IMB Position Paper on Vaccines and the Sanctity of Life
April 2020
The International Mission Board of the Southern Baptist Convention is committed to the sanctity of human life, which we believe begins at conception. In the words of The Baptist Faith and Message 2000, “We should speak on behalf of the unborn and contend for the sanctity of all human life from conception to natural death.”1 We are completely opposed to the practice of elective abortion and believe that it entails the unjustifiable killing of a human life.
This conviction is rooted in the clear biblical doctrine that all humans are created in the image of God (Genesis 1:26–27, 9:6). Every human being is crowned with dignity and honor as an image-bearer of God, regardless of race, gender, national origin, religion, stage of development, disability, capacity to contribute to society, or any other qualifier. This dignity and honor begin at conception. Scientific research in the last several decades has made it clear that the act of conception produces a distinct human being with a full human genetic code that is different from that of the mother. Babies in the womb never share the circulatory, nervous, or other body systems of their mother, but quickly develop such systems of their own. Babies in their mother’s womb feel pain that the mother does not feel from an early stage in the pregnancy. A baby in the womb is not a part of the mother’s body, but rather is a distinct human child. To kill such a child is a morally reprehensible act.

☆ ☆ ☆ ☆

> STUDY QUESTIONS:
1. Condense the paragraph of the position paper that begins "This conviction is rooted" into a brief bulleted list that keeps its main facts.
2. Translate this sentence from the position paper into Spanish: "A baby in the womb is not a part of the mother’s body, but rather is a distinct human child."
3. Extend the position paper above, beginning right after its last sentence.

(Spatial localization data)
☆ ☆ ☆ ☆

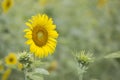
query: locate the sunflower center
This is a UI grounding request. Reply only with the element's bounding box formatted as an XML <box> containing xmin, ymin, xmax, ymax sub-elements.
<box><xmin>32</xmin><ymin>26</ymin><xmax>48</xmax><ymax>47</ymax></box>
<box><xmin>9</xmin><ymin>58</ymin><xmax>13</xmax><ymax>62</ymax></box>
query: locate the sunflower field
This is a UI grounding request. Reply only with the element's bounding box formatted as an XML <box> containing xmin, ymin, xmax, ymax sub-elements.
<box><xmin>0</xmin><ymin>0</ymin><xmax>120</xmax><ymax>80</ymax></box>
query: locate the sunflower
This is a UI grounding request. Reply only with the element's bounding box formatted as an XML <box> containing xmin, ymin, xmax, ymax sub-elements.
<box><xmin>5</xmin><ymin>53</ymin><xmax>17</xmax><ymax>65</ymax></box>
<box><xmin>2</xmin><ymin>0</ymin><xmax>13</xmax><ymax>13</ymax></box>
<box><xmin>24</xmin><ymin>14</ymin><xmax>58</xmax><ymax>58</ymax></box>
<box><xmin>17</xmin><ymin>63</ymin><xmax>23</xmax><ymax>70</ymax></box>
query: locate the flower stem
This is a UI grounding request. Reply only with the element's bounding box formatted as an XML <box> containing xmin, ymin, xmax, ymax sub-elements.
<box><xmin>79</xmin><ymin>74</ymin><xmax>83</xmax><ymax>80</ymax></box>
<box><xmin>24</xmin><ymin>70</ymin><xmax>27</xmax><ymax>80</ymax></box>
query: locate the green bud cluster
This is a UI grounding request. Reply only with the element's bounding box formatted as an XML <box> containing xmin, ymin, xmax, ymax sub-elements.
<box><xmin>76</xmin><ymin>51</ymin><xmax>93</xmax><ymax>66</ymax></box>
<box><xmin>18</xmin><ymin>52</ymin><xmax>33</xmax><ymax>68</ymax></box>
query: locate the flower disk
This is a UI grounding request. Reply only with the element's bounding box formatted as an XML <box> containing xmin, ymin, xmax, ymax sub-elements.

☆ ☆ ☆ ☆

> ANSWERS TO THE EXERCISE:
1.
- The conviction rests on the biblical doctrine that all humans are created in the image of God (Genesis 1:26–27, 9:6).
- Every human being has dignity and honor as God's image-bearer, regardless of race, gender, national origin, religion, stage of development, disability, capacity to contribute to society, or any other qualifier.
- This dignity and honor begin at conception.
- Scientific research shows that conception produces a distinct human being with a full genetic code different from the mother's.
- Babies in the womb never share the mother's body systems and soon develop their own.
- From an early stage, such babies feel pain that the mother does not feel.
- A baby in the womb is a distinct human child, not part of the mother's body, and killing such a child is morally reprehensible.

2. Un bebé en el vientre materno no es parte del cuerpo de la madre, sino que es un niño humano distinto.

3.
This opposition to elective abortion produces a logical and necessary opposition to fetal tissue research and to the practice of aborting children to use their tissue for medical or scientific purposes of any kind. In this regard, we are aware that two cell lines used in the production of some vaccines can be traced back to children killed by abortion several decades ago.2 Does this origin make the current use of vaccines from these two cell lines morally unacceptable? The Medical Department of the International Mission Board believes that it does not, for the following reasons:
- The decision to abort the children was entirely independent from the decision to use the cells from the bodies of those children to create the vaccines. The abortions took place without the thought or purpose of using the tissue for research or medical treatment.
- No further abortions have been required or involved in producing these vaccines. There is no ongoing use of new fetal tissue in vaccine production in the United States.
- This situation is therefore analogous to transplanting the organs of murder victims to save the lives of others. The murder victim’s organs are available because of a morally reprehensible deed, but their use to benefit someone else does not make the recipient or the transplantation team complicit in the murder. There was no cooperative action between the murderer and the medical team or the recipient.
This is consistent with the position taken by Dr. Gene Rudd, MD, in his article “Is Vaccination Complicit with Abortion”3 on the website of the Christian Medical and Dental Association. This article gives an excellent summary of the history of the matter and the ethical issues at stake. The interested reader is referred to this and to other articles on this website which address this issue.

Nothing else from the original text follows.